- _Aim_
Reproduce, unchanged, the lines below from the first one through the line that contains "x=220, y=16", with both of those lines included.

Data section start

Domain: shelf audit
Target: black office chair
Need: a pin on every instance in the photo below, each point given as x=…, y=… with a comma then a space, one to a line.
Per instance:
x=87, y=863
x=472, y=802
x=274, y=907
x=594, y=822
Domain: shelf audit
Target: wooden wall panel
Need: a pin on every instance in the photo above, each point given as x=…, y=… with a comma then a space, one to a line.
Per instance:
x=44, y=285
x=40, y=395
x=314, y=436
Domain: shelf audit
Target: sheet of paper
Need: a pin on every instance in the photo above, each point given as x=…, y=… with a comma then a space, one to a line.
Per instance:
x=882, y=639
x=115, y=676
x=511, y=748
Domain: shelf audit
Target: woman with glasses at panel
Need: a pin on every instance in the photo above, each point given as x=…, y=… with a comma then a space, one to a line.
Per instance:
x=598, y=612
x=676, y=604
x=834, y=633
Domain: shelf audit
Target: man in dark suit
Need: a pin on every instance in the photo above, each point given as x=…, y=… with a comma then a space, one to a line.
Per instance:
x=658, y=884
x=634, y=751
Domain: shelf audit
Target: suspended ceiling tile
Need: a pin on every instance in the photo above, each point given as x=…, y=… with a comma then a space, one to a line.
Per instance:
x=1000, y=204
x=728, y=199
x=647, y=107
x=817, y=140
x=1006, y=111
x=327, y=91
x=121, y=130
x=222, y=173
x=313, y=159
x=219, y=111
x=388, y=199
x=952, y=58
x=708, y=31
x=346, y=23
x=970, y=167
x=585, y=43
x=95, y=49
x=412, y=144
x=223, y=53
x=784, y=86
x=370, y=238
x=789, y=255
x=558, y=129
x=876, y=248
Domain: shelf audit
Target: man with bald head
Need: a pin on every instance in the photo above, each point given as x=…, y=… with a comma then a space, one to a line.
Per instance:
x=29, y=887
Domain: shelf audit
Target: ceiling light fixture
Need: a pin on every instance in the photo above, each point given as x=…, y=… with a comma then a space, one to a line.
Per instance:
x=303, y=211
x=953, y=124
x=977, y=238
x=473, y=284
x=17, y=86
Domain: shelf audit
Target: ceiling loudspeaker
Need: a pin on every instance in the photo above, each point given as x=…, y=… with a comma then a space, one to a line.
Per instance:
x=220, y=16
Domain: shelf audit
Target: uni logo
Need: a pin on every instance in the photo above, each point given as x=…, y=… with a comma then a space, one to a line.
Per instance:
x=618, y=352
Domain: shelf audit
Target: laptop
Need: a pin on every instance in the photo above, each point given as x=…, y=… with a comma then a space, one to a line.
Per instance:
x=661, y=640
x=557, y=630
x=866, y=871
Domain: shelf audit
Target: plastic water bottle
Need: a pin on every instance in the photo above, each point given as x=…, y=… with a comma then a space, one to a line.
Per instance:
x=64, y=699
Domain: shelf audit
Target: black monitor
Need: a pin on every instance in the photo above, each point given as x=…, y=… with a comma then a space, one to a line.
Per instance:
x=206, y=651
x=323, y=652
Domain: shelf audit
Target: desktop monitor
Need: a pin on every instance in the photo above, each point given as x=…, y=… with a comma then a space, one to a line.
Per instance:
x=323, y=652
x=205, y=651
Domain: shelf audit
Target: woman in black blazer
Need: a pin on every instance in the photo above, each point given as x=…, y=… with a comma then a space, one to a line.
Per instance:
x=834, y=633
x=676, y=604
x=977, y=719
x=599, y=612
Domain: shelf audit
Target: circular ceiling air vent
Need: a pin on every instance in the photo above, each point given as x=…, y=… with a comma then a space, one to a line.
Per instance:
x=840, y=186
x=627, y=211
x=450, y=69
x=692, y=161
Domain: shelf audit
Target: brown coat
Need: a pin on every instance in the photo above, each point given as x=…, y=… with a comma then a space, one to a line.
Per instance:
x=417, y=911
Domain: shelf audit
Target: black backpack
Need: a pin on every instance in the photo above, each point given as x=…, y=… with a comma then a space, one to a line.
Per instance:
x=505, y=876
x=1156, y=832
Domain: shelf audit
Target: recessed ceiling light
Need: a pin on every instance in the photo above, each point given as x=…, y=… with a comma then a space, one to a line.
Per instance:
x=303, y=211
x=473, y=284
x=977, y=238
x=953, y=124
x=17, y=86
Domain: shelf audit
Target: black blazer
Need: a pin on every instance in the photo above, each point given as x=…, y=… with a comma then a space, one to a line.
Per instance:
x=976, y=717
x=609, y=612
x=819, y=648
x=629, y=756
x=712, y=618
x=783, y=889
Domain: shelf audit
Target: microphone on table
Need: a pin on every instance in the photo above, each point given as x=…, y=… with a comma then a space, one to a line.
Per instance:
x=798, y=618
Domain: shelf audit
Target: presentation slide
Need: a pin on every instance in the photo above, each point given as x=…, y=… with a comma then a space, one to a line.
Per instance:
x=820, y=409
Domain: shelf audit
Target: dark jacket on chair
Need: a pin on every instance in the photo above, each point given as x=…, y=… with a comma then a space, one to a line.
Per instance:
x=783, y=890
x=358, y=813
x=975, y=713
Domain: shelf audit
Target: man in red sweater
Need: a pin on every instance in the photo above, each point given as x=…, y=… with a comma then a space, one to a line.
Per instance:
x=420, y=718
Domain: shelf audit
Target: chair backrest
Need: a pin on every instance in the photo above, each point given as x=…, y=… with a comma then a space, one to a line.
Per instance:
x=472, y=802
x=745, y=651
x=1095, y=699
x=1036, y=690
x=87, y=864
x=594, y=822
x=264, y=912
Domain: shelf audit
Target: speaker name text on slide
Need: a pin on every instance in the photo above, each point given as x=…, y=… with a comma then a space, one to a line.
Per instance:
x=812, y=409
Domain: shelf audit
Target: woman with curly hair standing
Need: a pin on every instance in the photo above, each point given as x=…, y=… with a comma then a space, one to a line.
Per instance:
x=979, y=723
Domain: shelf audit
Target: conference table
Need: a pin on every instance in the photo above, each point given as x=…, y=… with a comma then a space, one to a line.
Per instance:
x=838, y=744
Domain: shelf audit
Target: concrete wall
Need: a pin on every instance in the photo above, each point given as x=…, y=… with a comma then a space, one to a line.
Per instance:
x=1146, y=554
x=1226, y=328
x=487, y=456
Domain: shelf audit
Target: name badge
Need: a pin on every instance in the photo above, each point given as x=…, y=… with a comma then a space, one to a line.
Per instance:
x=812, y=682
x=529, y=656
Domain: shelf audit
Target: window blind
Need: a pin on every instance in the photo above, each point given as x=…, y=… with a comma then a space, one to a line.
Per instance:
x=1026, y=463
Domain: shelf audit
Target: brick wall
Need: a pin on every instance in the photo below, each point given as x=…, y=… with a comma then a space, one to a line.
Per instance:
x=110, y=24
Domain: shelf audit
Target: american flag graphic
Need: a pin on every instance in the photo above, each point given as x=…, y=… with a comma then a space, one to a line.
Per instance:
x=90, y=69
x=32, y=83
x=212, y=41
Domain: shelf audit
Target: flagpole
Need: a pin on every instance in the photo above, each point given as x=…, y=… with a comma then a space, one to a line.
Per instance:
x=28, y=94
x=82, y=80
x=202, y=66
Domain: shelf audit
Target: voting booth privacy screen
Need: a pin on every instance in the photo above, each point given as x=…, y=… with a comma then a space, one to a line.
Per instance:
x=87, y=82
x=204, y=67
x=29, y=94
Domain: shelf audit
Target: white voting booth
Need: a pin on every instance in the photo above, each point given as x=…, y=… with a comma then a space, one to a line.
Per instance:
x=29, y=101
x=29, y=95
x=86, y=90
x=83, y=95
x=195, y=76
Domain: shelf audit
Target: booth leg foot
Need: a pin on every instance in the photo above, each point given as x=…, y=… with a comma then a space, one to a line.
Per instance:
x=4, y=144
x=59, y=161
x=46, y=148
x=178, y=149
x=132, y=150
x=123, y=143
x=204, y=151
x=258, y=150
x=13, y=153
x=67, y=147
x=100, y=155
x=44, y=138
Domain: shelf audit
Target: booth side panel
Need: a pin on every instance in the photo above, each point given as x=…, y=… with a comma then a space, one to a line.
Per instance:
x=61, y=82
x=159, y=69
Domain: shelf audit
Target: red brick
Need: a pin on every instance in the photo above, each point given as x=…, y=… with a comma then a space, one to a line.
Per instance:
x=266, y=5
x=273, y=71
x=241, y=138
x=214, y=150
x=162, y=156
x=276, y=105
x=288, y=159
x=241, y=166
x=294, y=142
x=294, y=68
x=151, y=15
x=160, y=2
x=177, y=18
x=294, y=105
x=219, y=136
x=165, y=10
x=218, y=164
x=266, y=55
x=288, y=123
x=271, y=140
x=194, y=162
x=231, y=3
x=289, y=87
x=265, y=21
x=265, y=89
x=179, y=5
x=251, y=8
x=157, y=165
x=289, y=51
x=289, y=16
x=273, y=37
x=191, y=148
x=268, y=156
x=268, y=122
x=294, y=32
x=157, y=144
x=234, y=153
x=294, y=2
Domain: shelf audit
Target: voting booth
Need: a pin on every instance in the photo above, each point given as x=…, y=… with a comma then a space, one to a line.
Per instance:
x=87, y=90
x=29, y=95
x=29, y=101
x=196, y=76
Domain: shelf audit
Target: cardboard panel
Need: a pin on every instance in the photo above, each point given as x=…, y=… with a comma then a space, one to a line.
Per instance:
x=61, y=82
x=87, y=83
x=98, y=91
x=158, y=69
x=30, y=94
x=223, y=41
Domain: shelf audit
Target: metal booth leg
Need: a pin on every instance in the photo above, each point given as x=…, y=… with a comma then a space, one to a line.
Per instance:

Data section end

- _Problem solution_
Domain: shelf audit
Target: black office chair
Need: a pin on every instance in the photo below, each point given as x=…, y=… with a comma then a space, one to a line.
Per instance:
x=87, y=863
x=472, y=802
x=274, y=907
x=594, y=822
Domain: shelf audit
Target: wooden wall panel
Need: a pin on every instance in the photo above, each point given as x=…, y=… with a comma then a space, one to a line.
Per instance:
x=44, y=285
x=40, y=395
x=314, y=436
Domain: shelf audit
Target: sheet of paper
Need: a pin on every instance in the photo above, each point given as x=…, y=… with a comma then a space, one to a line.
Per instance:
x=882, y=639
x=115, y=676
x=511, y=748
Domain: shelf audit
Target: woman with glasses at panel
Need: a pin on every instance in the photo above, each point given as x=…, y=… with a comma then a space, one to a line.
Per instance:
x=598, y=612
x=676, y=604
x=834, y=633
Domain: shelf audit
Target: man in dark suit
Need: a pin on every instance in the photo above, each point given as x=…, y=… with a comma then a space, one to a line.
Per instance:
x=658, y=884
x=634, y=751
Domain: shelf audit
Target: suspended ceiling tile
Need: a pin on every instance in the photo above, each point given as x=…, y=… with a comma then a space, one to a line.
Per instance:
x=1000, y=204
x=728, y=199
x=647, y=107
x=817, y=140
x=1006, y=111
x=327, y=91
x=121, y=130
x=222, y=173
x=313, y=159
x=219, y=111
x=388, y=199
x=952, y=58
x=708, y=31
x=346, y=23
x=970, y=167
x=585, y=43
x=95, y=49
x=412, y=144
x=223, y=53
x=784, y=86
x=370, y=238
x=789, y=255
x=558, y=129
x=876, y=248
Domain: shelf audit
Target: man with bald head
Need: a pin on every instance in the photo above, each point given as x=…, y=… with a comma then a space, one to a line.
Per instance:
x=29, y=887
Domain: shelf audit
Target: ceiling light fixture
Need: a pin on every instance in the photo above, each point given as x=…, y=… with a comma then a space, one to a line.
Per instance:
x=303, y=211
x=953, y=124
x=977, y=238
x=473, y=284
x=17, y=86
Domain: shelf audit
Target: ceiling loudspeaker
Need: a pin on every instance in the photo above, each point given as x=…, y=… with a comma then a space, one to a line.
Per instance:
x=220, y=16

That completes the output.